ACTIVITY 1 - Repeat the listing from its first line through the line containing "negative clicks: (260, 137) (249, 119)", including both ends.

EXCERPT -
One long, mournful note sang from his Native American flute.  A pause.  Tagaban waited as the echoes faded into the silence.  He smiled and nodded in approval.  Another long note, another echo, another smile and nod.  “That’s all I know how to do,” Tagaban joked, “but I’m reeeeal good at it.”  

The main focus of Tagaban’s presentation was to follow your heart; to tell your story.  “We all have a story,” Tagaban said.  “As Native Americans, we don’t just say, ‘Hi, my name is Joe, I’m an accountant.’  No!  There’s so much more to who we are.”

Tagaban shared a story about the forest animals getting together for a meeting.  Interrupted by the rabbit singing a song and beating a drum outside their meeting place, they end up taking away his hands, a foot, and finally his head to get him to be quiet so they can have their meeting.  

When that was done, however, they could still hear him singing, softly, and beating his drum, quietly, because the song was coming from his heart.  And no one could take that away.

Tagaban insisted that everyone is a storyteller.  We are all telling a story, he said, it’s just a matter of what kind of story we want to tell. He made his point by quoting his father, who once told him, “You are a story, son.  Before you were even born your story was there.  Now tell it!  Tell your story!”

At one point, Tagaban had five students join him on the platform.  Each one received a Native American instrument, and were asked to play them in an easy beat.  The audience joined in with two fingers on their palms.  

With the rhythm beating steadily, Tagaban donned his raven garb, including wings and a raven headpiece complete with beak.  Then he moved to the beat, demonstrating the song that is in his heart, the dream he has had since he was five:  To be the raven dancer.

Following one’s heart is an important and necessary part of life, according to Tagaban.  God gives us the song that is in there, and we should listen to it, even if it isn’t easy.

“I knew in my heart what I wanted to do, and I followed that,” says Tagaban.  “I ran into walls.  Big walls.  Mountains.  But I knew in my heart that I was going to be the raven dancer.  Now I am the raven dancer.”

With that, Tagaban encouraged everyone to tell their stories, to listen to the song God has put in their hearts, and to be that raven dancer.  “I’m going to sing my song and tell my story,” declared Tagaban.  “What story are you going to tell?  What song is in your heart?”

ACTIVITY 2 - Reproduce the piece on Tagaban's presentation above, word for word.

PROVIDED RECORDS -
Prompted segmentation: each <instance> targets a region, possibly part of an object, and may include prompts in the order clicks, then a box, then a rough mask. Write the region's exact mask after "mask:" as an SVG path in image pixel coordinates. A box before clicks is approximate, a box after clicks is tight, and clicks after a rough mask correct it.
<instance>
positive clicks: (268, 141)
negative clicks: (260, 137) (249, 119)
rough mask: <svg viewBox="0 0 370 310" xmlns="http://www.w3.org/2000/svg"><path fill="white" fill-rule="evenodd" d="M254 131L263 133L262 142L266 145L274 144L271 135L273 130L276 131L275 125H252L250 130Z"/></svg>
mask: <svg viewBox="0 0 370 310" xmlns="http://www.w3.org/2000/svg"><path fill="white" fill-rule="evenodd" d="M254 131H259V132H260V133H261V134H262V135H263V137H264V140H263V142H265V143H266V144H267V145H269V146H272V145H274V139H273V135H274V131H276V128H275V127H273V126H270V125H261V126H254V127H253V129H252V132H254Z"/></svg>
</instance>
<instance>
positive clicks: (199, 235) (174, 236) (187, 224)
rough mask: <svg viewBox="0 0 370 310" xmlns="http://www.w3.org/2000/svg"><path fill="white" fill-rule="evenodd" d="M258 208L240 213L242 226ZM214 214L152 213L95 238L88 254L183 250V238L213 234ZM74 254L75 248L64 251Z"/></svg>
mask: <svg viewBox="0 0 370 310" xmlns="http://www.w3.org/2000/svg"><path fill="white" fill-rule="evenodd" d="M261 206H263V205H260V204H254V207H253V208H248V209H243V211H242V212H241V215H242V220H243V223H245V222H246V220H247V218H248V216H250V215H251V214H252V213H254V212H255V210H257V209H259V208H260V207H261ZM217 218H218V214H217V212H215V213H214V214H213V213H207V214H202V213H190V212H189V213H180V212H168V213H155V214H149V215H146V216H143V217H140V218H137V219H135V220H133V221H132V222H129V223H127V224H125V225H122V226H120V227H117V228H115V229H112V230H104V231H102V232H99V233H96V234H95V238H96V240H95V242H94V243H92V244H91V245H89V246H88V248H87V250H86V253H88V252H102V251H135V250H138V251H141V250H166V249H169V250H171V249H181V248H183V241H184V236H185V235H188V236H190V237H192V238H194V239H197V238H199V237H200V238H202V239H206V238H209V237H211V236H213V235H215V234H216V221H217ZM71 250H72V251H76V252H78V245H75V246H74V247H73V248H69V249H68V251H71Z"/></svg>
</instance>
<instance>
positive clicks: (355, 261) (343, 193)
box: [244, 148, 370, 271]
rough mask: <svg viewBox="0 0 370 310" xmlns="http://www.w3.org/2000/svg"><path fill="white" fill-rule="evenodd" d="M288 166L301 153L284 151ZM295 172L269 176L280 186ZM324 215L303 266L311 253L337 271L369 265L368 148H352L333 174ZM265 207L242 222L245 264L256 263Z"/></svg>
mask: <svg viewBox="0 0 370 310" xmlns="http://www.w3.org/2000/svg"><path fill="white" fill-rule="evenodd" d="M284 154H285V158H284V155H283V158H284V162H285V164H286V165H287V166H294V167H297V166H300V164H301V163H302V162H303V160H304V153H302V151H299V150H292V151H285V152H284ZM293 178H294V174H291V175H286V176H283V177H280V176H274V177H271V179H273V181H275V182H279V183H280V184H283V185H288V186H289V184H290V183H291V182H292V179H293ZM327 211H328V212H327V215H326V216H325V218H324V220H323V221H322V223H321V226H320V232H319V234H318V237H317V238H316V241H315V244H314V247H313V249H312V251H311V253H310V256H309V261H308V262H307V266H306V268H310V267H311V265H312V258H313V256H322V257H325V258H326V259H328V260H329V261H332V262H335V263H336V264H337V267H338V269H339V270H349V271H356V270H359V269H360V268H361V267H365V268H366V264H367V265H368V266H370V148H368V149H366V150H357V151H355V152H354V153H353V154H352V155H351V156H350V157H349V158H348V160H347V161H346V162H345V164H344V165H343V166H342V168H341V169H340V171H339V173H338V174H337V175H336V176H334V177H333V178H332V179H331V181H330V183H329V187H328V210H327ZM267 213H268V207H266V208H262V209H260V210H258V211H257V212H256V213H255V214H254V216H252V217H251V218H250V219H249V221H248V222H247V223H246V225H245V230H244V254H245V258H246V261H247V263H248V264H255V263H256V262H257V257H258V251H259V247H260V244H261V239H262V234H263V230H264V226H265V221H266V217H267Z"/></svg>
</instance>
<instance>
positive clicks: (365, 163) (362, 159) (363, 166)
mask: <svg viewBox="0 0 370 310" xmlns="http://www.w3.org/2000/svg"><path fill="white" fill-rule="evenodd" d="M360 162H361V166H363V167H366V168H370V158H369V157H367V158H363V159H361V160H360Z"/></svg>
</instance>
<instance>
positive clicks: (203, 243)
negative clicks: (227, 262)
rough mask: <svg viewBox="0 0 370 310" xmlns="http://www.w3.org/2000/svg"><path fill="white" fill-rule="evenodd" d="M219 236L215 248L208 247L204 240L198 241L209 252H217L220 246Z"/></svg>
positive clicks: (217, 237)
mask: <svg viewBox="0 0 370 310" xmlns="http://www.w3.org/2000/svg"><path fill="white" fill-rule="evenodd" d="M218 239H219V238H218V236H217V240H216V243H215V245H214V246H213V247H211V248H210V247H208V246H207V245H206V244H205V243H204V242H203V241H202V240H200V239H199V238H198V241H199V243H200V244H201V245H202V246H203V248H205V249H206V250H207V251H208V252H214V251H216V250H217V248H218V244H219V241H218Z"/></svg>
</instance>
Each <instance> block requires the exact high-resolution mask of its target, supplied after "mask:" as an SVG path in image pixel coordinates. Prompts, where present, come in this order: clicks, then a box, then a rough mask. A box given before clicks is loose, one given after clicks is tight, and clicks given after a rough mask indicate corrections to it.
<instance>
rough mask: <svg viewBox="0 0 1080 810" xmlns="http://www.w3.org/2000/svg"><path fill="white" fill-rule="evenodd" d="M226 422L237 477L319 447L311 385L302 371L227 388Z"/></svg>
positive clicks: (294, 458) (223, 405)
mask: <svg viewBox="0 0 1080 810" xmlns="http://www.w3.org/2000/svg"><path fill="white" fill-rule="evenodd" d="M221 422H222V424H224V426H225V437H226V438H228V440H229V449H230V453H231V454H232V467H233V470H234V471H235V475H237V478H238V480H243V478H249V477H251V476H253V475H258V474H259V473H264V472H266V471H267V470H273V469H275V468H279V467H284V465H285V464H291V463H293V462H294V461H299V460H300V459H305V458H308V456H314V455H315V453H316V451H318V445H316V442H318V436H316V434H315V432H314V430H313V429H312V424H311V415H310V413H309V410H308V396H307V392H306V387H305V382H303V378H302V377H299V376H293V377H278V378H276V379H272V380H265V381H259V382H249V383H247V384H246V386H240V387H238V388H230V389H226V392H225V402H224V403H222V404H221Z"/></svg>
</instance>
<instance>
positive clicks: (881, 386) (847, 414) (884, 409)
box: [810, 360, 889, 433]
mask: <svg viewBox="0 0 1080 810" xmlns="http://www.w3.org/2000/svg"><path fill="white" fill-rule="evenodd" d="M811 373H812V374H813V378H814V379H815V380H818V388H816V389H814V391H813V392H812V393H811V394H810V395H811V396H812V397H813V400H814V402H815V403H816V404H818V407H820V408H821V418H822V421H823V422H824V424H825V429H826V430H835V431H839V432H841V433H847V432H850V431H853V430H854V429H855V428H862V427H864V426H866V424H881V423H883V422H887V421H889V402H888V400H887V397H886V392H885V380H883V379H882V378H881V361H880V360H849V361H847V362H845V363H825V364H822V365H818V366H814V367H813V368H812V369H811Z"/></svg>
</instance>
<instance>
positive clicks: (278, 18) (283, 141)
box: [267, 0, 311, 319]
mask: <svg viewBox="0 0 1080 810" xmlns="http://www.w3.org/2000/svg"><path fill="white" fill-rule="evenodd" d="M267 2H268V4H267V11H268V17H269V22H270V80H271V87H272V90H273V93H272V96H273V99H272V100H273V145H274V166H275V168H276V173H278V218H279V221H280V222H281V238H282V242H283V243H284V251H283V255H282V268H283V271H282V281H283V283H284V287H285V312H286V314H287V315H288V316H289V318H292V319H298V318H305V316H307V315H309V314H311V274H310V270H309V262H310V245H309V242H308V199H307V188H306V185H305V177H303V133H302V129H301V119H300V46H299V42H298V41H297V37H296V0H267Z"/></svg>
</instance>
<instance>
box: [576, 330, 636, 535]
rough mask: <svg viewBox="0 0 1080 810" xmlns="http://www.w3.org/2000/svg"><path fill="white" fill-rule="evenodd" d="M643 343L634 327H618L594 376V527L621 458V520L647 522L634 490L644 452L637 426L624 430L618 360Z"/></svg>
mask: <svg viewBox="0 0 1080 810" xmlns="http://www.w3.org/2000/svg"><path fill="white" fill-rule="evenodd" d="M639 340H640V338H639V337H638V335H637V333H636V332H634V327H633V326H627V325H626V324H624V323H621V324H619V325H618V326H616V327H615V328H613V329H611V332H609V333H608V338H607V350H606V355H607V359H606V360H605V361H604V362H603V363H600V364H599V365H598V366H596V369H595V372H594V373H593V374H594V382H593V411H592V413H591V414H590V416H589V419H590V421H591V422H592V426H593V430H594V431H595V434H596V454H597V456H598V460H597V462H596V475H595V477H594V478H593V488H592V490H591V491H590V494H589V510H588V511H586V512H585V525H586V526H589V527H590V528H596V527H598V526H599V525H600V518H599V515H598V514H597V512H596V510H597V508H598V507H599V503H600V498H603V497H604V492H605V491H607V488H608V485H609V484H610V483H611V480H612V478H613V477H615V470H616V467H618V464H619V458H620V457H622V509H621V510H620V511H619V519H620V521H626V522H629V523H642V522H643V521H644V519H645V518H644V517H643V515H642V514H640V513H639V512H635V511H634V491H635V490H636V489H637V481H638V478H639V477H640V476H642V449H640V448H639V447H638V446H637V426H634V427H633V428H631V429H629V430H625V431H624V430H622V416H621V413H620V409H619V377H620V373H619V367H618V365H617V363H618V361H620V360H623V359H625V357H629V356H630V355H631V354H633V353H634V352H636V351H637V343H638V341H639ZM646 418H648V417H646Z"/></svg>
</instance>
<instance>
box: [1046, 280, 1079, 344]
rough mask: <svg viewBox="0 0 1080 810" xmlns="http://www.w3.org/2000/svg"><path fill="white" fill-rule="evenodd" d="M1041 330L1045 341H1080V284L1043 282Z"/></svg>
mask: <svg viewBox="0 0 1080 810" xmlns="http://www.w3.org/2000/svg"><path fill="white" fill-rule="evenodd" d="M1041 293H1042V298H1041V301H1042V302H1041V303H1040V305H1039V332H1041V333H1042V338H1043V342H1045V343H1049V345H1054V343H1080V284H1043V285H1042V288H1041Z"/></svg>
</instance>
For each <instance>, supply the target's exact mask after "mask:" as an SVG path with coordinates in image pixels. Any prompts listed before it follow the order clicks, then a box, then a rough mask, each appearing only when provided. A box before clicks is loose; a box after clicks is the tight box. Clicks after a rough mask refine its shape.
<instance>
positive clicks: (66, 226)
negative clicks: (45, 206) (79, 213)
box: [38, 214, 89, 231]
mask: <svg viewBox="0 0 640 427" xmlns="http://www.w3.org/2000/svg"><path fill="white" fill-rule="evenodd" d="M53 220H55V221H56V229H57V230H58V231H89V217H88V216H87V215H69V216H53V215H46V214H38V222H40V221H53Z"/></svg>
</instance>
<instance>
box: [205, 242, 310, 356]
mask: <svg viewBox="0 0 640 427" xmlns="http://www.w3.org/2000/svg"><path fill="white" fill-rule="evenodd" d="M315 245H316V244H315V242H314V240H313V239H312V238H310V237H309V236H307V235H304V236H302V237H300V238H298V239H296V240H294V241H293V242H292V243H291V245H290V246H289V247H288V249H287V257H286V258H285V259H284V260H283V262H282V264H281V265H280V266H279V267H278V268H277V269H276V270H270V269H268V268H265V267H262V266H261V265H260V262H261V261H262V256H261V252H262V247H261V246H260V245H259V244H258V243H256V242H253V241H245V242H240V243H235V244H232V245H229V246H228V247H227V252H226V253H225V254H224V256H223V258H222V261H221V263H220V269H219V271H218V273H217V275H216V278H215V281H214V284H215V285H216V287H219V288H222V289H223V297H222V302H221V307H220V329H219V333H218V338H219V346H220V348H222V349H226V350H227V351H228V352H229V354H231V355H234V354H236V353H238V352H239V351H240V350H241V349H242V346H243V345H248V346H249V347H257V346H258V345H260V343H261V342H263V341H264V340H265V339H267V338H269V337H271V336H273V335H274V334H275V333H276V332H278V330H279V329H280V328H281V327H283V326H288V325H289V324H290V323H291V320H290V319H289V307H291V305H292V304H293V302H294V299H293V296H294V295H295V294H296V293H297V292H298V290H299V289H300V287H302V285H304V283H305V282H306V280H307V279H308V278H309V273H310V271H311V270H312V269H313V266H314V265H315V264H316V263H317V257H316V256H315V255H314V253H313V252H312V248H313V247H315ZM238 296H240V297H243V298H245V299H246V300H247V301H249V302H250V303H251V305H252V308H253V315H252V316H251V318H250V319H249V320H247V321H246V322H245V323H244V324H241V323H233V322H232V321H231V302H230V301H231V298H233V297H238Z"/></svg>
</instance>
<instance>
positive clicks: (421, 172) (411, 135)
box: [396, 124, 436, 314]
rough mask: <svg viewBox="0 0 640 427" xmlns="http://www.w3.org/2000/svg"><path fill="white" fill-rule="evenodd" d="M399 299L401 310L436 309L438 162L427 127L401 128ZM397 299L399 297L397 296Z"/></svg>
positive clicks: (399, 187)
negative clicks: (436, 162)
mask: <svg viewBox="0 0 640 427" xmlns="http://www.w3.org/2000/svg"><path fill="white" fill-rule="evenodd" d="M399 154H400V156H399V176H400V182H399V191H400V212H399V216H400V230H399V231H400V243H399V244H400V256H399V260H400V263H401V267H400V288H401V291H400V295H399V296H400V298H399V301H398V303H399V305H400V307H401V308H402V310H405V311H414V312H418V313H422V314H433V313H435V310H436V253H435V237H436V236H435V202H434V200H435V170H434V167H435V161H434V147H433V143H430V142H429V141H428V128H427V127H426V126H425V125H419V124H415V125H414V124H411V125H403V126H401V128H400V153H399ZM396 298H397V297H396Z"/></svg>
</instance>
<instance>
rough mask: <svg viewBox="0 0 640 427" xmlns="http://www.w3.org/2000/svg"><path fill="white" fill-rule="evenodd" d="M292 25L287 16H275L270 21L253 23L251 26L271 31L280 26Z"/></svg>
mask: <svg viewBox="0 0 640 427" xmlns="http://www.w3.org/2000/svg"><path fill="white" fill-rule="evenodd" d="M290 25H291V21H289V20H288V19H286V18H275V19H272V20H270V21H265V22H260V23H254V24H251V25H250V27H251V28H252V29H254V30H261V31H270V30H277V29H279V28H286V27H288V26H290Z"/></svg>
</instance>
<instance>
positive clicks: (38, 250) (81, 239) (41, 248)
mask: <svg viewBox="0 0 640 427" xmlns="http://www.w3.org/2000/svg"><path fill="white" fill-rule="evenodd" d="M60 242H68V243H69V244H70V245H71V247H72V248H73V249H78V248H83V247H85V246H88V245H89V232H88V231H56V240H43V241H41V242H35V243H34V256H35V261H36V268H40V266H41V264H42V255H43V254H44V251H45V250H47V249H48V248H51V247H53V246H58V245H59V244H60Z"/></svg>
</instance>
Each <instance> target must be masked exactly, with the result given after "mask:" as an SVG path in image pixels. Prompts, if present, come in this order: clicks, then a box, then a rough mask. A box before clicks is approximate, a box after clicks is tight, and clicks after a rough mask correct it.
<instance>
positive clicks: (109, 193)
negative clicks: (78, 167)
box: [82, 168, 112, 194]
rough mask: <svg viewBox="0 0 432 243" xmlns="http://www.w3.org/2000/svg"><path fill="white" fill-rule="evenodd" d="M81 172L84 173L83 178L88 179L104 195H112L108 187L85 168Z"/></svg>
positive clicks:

ANSWER SPACE 1 -
Prompted segmentation: each <instance> targets a region, possibly part of an object, and may include prompts in the order clicks, then a box, then a rough mask. Write the region's exact mask after "mask:" as an SVG path in image pixel coordinates. A box before clicks is approximate, a box after clicks is tight, and clicks after a rough mask correct it.
<instance>
positive clicks: (268, 141)
negative clicks: (260, 137) (249, 119)

ANSWER SPACE 2 -
One long, mournful note sang from his Native American flute.  A pause.  Tagaban waited as the echoes faded into the silence.  He smiled and nodded in approval.  Another long note, another echo, another smile and nod.  “That’s all I know how to do,” Tagaban joked, “but I’m reeeeal good at it.”  

The main focus of Tagaban’s presentation was to follow your heart; to tell your story.  “We all have a story,” Tagaban said.  “As Native Americans, we don’t just say, ‘Hi, my name is Joe, I’m an accountant.’  No!  There’s so much more to who we are.”

Tagaban shared a story about the forest animals getting together for a meeting.  Interrupted by the rabbit singing a song and beating a drum outside their meeting place, they end up taking away his hands, a foot, and finally his head to get him to be quiet so they can have their meeting.  

When that was done, however, they could still hear him singing, softly, and beating his drum, quietly, because the song was coming from his heart.  And no one could take that away.

Tagaban insisted that everyone is a storyteller.  We are all telling a story, he said, it’s just a matter of what kind of story we want to tell. He made his point by quoting his father, who once told him, “You are a story, son.  Before you were even born your story was there.  Now tell it!  Tell your story!”

At one point, Tagaban had five students join him on the platform.  Each one received a Native American instrument, and were asked to play them in an easy beat.  The audience joined in with two fingers on their palms.  

With the rhythm beating steadily, Tagaban donned his raven garb, including wings and a raven headpiece complete with beak.  Then he moved to the beat, demonstrating the song that is in his heart, the dream he has had since he was five:  To be the raven dancer.

Following one’s heart is an important and necessary part of life, according to Tagaban.  God gives us the song that is in there, and we should listen to it, even if it isn’t easy.

“I knew in my heart what I wanted to do, and I followed that,” says Tagaban.  “I ran into walls.  Big walls.  Mountains.  But I knew in my heart that I was going to be the raven dancer.  Now I am the raven dancer.”

With that, Tagaban encouraged everyone to tell their stories, to listen to the song God has put in their hearts, and to be that raven dancer.  “I’m going to sing my song and tell my story,” declared Tagaban.  “What story are you going to tell?  What song is in your heart?”